| PROMPT |
Repeat word for word the data from the line containing "[locate] front wheel (one point per instance)" through the last line, including both.

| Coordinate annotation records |
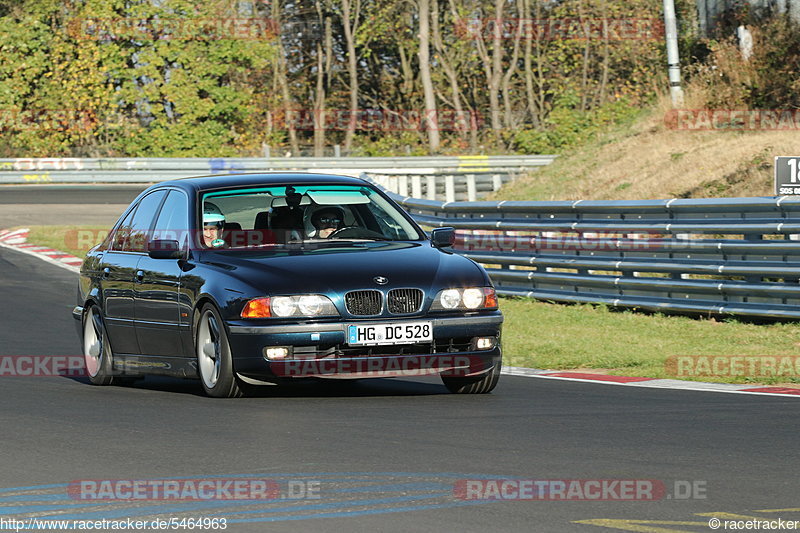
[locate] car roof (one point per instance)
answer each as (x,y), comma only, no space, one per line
(216,181)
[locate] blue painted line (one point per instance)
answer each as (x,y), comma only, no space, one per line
(396,487)
(343,503)
(34,487)
(358,513)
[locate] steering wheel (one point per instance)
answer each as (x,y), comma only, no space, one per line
(356,232)
(343,232)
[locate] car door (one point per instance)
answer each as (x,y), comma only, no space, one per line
(157,295)
(119,271)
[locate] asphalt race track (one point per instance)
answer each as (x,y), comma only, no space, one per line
(377,455)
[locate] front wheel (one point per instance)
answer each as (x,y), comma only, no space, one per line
(214,361)
(482,384)
(96,348)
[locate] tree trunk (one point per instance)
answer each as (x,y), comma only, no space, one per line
(350,22)
(284,85)
(431,115)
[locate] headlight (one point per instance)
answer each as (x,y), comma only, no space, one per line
(473,298)
(468,298)
(283,306)
(449,298)
(306,305)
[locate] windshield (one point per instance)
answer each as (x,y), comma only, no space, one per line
(274,216)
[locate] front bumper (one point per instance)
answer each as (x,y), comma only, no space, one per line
(321,350)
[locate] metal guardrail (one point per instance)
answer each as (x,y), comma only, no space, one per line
(712,256)
(447,178)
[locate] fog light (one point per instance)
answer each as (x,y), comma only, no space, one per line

| OUTPUT FOR THIS TASK |
[locate] front wheel (one point per instance)
answer each as (x,y), comma only, no space, one per line
(214,361)
(482,384)
(96,348)
[locate] tree trunk (one point per instance)
answer each as (x,y), comma only, no space, one per line
(350,22)
(284,85)
(431,115)
[locate] headlight (one point per instance)
answer each as (x,y), comma only, no space, one per line
(473,298)
(468,298)
(283,306)
(449,298)
(306,305)
[locate] windshield (one point per instance)
answer each as (x,y), comma only, no space, one per line
(274,216)
[locate] front bumper (one point per instance)
answer each as (x,y), comma only, no space, one per line
(321,350)
[locate] metal guardrail (one point per instance)
answer each as (x,y), comma only, no space, one per line
(712,256)
(447,178)
[locate] fog light (one point per instance)
answer each as (x,y), comma only, no space, one per line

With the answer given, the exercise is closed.